### EXCERTO DO DOCUMENTO
################

O que pensam os deputados europeus da Lei da IA?

A aprovação da Lei do IA é mais uma evidência de que a União Europeia está na frente da regulamentação das tecnologias emergentes de modo a proporcionar simultaneamente proteção dos cidadãos sem colocar barreias na inovação.
28 de Fevereiro, 2024
Maria da Graça Carvalho, deputada europeia pelo PSD e Carlos Zorrinho, deputado europeu pelo PS

O entendimento das comissões parlamentares de Mercado Interno e das Liberdades Cívicas no Parlamentares Europeu (PE), no passado dia 13 de fevereiro levam a garantir a aprovação da primeira lei no mundo, para regulamentação da Inteligência Artificial (IA).

O Parlamento Europeu deu assim um sinal de firmeza e segurança aos seus cidadãos na aprovação da chamada Lei da IA.

Para o Parlamento Europeu este regulamento “tem como objetivo proteger os direitos fundamentais, a democracia, o Estado de direito e a sustentabilidade ambiental da IA de alto risco e, ao mesmo tempo, visa impulsionar a inovação e estabelecer a Europa como líder no domínio da inteligência artificial.”.

A regulamentação pioneira no mundo sobre a matéria, no momento em que o seu uso começa a ser adotado pelas pessoas e sobretudo pelas empresas, define medidas rigorosas para impedir a manipulação ou a exploração das vulnerabilidades dos utilizadores e garante uma proteção sólida dos direitos dos consumidores.

Ao abrigo das disposições da lei, são estabelecidas salvaguardas abrangentes para regular a utilização generalizada da IA, com limitações específicas impostas à utilização de sistemas de identificação biométrica pelas autoridades. São ainda delineadas proibições sociais que impedem a exploração da IA para manipular ou explorar as vulnerabilidades dos utilizadores, reforçando ainda mais o quadro ético em torno dos avanços tecnológicos.

No centro da legislação encontram-se disposições destinadas que defendem os direitos dos consumidores, permitindo que as pessoas apresentem queixas e obtenham explicações significativas sobre a utilização de tecnologias de IA. Estas medidas sublinham o empenhamento da União Europeia em promover a transparência e a responsabilização no panorama digital em rápida evolução.

################

### CONJUNTO DE DADOS
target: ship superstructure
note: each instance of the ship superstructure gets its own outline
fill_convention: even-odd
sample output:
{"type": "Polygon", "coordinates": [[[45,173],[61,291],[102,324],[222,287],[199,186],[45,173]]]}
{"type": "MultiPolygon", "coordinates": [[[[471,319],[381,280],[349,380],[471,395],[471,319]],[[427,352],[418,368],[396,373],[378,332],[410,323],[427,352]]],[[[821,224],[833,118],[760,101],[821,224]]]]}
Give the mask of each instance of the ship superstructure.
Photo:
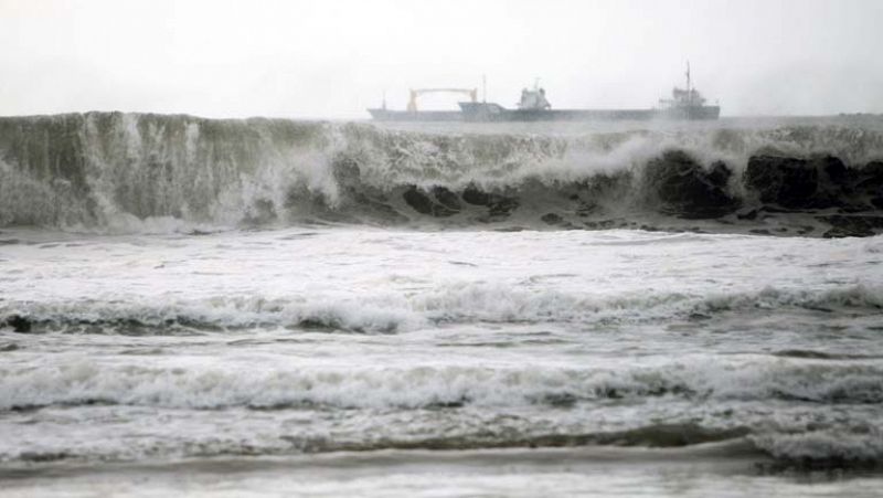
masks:
{"type": "Polygon", "coordinates": [[[687,88],[674,87],[671,98],[659,100],[660,107],[643,109],[554,109],[546,98],[545,89],[534,85],[533,89],[521,91],[521,99],[515,108],[507,108],[497,103],[478,102],[475,89],[426,88],[411,91],[407,110],[368,109],[374,119],[380,120],[465,120],[465,121],[587,121],[610,119],[717,119],[721,107],[705,105],[705,98],[692,85],[690,63],[687,64],[687,88]],[[423,93],[459,92],[470,95],[470,100],[459,102],[460,110],[417,110],[416,98],[423,93]]]}

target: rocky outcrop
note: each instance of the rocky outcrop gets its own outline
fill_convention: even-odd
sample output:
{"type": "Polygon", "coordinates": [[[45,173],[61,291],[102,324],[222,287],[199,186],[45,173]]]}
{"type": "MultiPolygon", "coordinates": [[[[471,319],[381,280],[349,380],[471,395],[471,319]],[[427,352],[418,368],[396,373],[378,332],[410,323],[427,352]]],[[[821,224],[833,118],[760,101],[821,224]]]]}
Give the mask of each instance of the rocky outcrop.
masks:
{"type": "Polygon", "coordinates": [[[717,218],[741,205],[726,189],[732,174],[721,161],[706,170],[685,152],[672,150],[647,165],[645,186],[664,212],[688,219],[717,218]]]}

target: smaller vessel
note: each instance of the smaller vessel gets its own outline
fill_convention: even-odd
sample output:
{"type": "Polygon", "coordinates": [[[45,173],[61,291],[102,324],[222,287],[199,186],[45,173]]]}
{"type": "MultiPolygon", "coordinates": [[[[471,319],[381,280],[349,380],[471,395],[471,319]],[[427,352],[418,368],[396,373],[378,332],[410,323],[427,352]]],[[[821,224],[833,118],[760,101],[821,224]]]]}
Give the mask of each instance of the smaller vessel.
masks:
{"type": "Polygon", "coordinates": [[[687,88],[671,91],[671,98],[659,99],[659,107],[643,109],[553,109],[545,89],[539,82],[533,89],[521,91],[521,99],[514,109],[497,103],[478,102],[477,89],[422,88],[412,89],[407,110],[389,110],[383,107],[368,109],[374,119],[397,121],[591,121],[615,119],[717,119],[721,107],[705,105],[705,98],[692,85],[690,63],[687,63],[687,88]],[[460,110],[418,110],[417,97],[425,93],[455,92],[469,95],[468,102],[459,102],[460,110]]]}
{"type": "Polygon", "coordinates": [[[687,88],[671,91],[671,98],[660,98],[658,114],[672,119],[717,119],[721,116],[720,106],[706,106],[705,98],[690,82],[690,63],[687,63],[687,88]]]}
{"type": "Polygon", "coordinates": [[[412,88],[407,102],[407,110],[390,110],[386,108],[386,98],[382,107],[368,109],[371,117],[381,121],[460,121],[462,113],[459,110],[419,110],[417,97],[425,94],[456,93],[469,96],[471,102],[478,100],[478,88],[412,88]]]}

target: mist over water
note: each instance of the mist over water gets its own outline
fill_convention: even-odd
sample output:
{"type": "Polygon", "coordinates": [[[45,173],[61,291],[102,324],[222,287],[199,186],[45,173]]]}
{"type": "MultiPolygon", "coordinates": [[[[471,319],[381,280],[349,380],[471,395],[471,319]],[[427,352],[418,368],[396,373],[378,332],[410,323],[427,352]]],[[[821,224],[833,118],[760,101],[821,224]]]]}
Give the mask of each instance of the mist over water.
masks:
{"type": "Polygon", "coordinates": [[[538,134],[528,124],[4,118],[0,221],[135,233],[342,222],[868,235],[883,229],[882,123],[538,134]]]}
{"type": "Polygon", "coordinates": [[[0,478],[872,496],[882,151],[869,116],[2,118],[0,478]]]}
{"type": "Polygon", "coordinates": [[[0,496],[879,496],[881,23],[0,0],[0,496]]]}

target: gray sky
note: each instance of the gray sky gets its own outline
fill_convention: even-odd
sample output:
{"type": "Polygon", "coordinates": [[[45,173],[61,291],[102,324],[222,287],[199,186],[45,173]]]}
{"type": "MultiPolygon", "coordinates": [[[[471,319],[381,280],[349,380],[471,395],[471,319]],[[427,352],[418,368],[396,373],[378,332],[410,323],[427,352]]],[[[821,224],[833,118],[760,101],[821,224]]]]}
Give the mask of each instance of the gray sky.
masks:
{"type": "Polygon", "coordinates": [[[883,0],[0,0],[0,115],[650,107],[688,59],[724,115],[883,113],[883,0]]]}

################

### OBJETIVO 1
Indique se cada afirmação abaixo está de acordo com o texto sobre a Lei da IA, respondendo sim ou não e citando as palavras decisivas do texto. (a) A Lei da IA é apresentada como a primeira lei no mundo para regulamentação da Inteligência Artificial. (b) A lei proíbe por completo a utilização de sistemas de identificação biométrica pelas autoridades. (c) A lei permite que as pessoas apresentem queixas sobre a utilização de tecnologias de IA.
### OBJETIVO 2
Prossiga a redação do texto sobre a Lei da IA a partir do ponto em que termina.

### RESULTADO DA TAREFA 1
(a) Sim: "garantir a aprovação da primeira lei no mundo, para regulamentação da Inteligência Artificial (IA)".
(b) Não: "com limitações específicas impostas à utilização de sistemas de identificação biométrica pelas autoridades".
(c) Sim: "permitindo que as pessoas apresentem queixas e obtenham explicações significativas sobre a utilização de tecnologias de IA".

### RESULTADO DA TAREFA 2
adoção final da lei está agora apenas pendente da aprovação formal pelo Parlamento Europeu na sua próxima sessão plenária, seguida da aprovação pelo Conselho Europeu. Uma vez ratificada, a legislação deverá entrar em vigor no prazo de 24 meses após a sua adoção. No entanto, algumas disposições, como as proibições de práticas específicas, serão aplicáveis no prazo de seis meses após a entrada em vigor da lei, com os códigos de conduta e as regras gerais a entrarem em vigor no prazo de nove e doze meses, respetivamente. As obrigações relativas aos sistemas de IA de alto risco serão introduzidas gradualmente ao longo de um período de 36 meses, permitindo que as partes interessadas disponham de tempo suficiente para as cumprir.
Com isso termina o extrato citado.